MATERIALS PROVIDED: Begin

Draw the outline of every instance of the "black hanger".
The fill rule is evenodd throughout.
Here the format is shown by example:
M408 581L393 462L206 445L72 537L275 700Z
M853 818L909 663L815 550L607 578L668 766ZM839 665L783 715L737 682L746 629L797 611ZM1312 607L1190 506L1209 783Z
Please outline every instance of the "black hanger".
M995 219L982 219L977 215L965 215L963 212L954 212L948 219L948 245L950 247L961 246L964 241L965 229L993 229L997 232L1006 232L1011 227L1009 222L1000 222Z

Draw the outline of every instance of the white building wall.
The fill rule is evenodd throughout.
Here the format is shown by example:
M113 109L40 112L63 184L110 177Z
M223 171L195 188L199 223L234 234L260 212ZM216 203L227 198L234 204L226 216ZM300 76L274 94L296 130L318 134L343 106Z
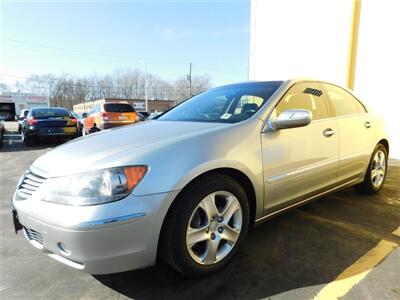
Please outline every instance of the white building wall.
M251 0L249 79L311 77L345 85L351 0ZM355 93L382 114L400 158L398 0L363 0ZM397 78L396 78L397 77Z

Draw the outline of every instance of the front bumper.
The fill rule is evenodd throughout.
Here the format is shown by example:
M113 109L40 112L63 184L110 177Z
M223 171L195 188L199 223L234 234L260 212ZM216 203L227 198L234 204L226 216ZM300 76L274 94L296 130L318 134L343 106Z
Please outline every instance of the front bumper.
M48 256L91 274L151 266L177 192L133 196L97 206L13 201L27 240Z

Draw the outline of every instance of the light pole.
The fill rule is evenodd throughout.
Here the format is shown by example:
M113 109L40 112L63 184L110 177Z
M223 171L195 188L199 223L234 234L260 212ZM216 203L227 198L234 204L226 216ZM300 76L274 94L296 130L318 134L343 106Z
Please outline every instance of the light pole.
M144 70L145 70L145 73L144 73L144 105L145 105L145 110L146 110L146 112L149 112L148 111L148 109L149 109L149 107L148 107L148 95L147 95L147 63L145 63L145 62L142 62L143 63L143 65L144 65Z
M189 64L189 98L192 97L192 63Z

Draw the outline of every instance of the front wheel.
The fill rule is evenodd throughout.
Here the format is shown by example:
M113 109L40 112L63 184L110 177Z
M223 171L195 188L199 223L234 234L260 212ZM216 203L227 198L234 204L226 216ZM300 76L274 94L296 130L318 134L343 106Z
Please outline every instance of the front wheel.
M363 194L376 194L385 183L388 154L385 146L378 144L372 153L364 181L355 186Z
M201 178L186 188L167 215L161 256L187 276L223 268L249 228L249 204L241 185L225 175Z

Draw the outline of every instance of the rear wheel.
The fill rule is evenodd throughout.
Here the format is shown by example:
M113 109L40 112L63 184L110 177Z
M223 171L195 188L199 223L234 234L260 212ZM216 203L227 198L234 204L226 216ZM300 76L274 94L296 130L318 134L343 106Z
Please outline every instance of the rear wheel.
M372 153L364 181L355 186L358 192L375 194L381 190L386 179L387 159L388 155L385 146L378 144Z
M22 133L22 140L25 144L25 146L34 146L36 144L36 140L32 136L27 136L25 133Z
M232 259L248 227L249 205L240 184L225 175L204 177L171 207L160 254L187 276L210 274Z

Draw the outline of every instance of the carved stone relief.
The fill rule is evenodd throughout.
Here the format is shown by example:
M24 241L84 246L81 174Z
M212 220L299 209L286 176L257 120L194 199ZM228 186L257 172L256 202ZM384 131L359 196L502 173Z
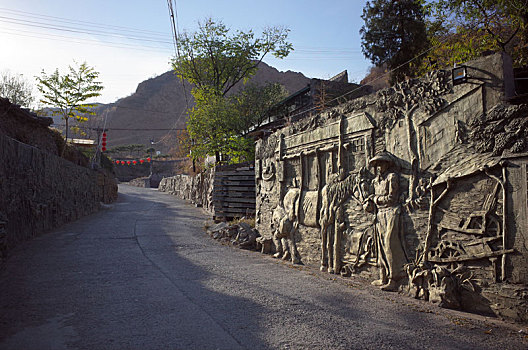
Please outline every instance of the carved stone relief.
M275 255L452 308L510 276L528 283L528 270L511 272L526 261L511 257L528 255L518 242L528 221L511 216L521 202L511 198L513 165L497 157L528 151L528 107L472 120L485 111L485 84L453 87L438 71L265 138L259 230L273 233ZM516 181L528 186L523 174Z
M296 206L299 201L299 190L292 188L284 196L282 205L273 210L273 243L276 253L274 257L291 260L292 263L301 262L295 244L295 232L299 227Z

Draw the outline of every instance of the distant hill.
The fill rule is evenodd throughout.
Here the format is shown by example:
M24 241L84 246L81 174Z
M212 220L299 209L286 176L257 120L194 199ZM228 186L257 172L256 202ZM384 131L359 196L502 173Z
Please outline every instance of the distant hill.
M265 84L277 82L290 93L296 92L309 83L310 79L301 73L277 69L261 63L255 76L249 82ZM240 89L235 86L234 90ZM140 83L136 92L115 103L101 105L98 108L99 118L107 113L108 147L125 144L150 145L150 139L156 142L155 148L167 152L175 143L176 131L145 129L184 129L186 121L186 100L192 106L191 86L166 72L158 77ZM186 94L185 94L185 93ZM97 123L102 125L101 120ZM117 130L138 129L138 130Z

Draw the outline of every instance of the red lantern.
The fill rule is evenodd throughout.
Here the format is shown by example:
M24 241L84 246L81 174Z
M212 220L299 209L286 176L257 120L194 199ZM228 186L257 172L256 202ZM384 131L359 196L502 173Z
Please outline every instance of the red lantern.
M106 132L103 132L103 140L101 142L101 151L106 151Z
M130 165L130 161L129 160L127 160L127 165Z
M118 160L115 161L116 164L119 164L120 162Z
M124 160L121 161L121 165L125 165L125 161Z
M137 160L133 161L132 163L134 163L134 165L136 165L137 164Z
M143 164L145 162L145 159L140 159L139 162Z
M148 157L148 158L147 158L147 162L149 162L149 163L150 163L150 157Z

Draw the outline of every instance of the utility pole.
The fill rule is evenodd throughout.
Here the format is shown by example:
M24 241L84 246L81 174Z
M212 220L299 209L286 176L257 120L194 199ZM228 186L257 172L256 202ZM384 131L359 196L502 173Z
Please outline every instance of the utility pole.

MATERIALS PROVIDED: End

#### DIRECTIONS FOR THIS TASK:
Filter these records, keeping every line where the word "utility" occurs.

#### RESPONSE AREA:
Draw the outline of every instance of the utility pole.
Please outline every instance of the utility pole.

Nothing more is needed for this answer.